== Task prompt ==
List all lines in the material below that contain "above".

=== Begin Enclosure ===

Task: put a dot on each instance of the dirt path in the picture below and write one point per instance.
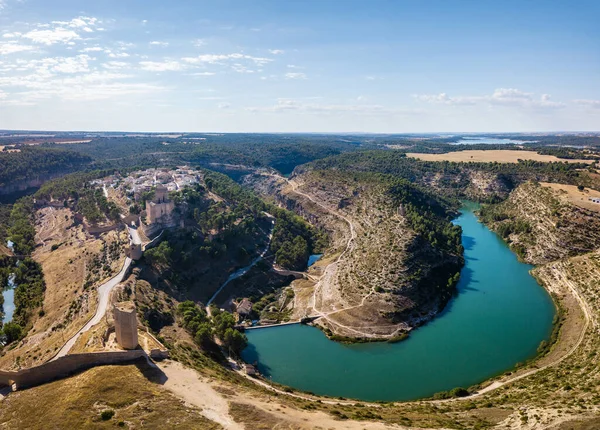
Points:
(332, 267)
(244, 270)
(103, 300)
(104, 292)
(188, 385)
(588, 317)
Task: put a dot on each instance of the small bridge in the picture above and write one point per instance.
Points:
(305, 320)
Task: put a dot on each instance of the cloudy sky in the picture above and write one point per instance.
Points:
(312, 65)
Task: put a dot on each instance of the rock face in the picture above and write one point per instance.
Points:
(541, 227)
(383, 278)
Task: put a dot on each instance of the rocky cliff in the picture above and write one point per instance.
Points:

=== End Enclosure ===

== Answer to this task ==
Task: put a dot on each instance of the small bridge in the picture above and write one point per instance.
Task: put a dot on each instance of the cloudy sky in the picture above and write one point per instance.
Task: put a dot on each instance of the rock face in the picture above and write one point per instance.
Task: put a dot on each instance of the rocky cliff in the picture above and write one point per instance.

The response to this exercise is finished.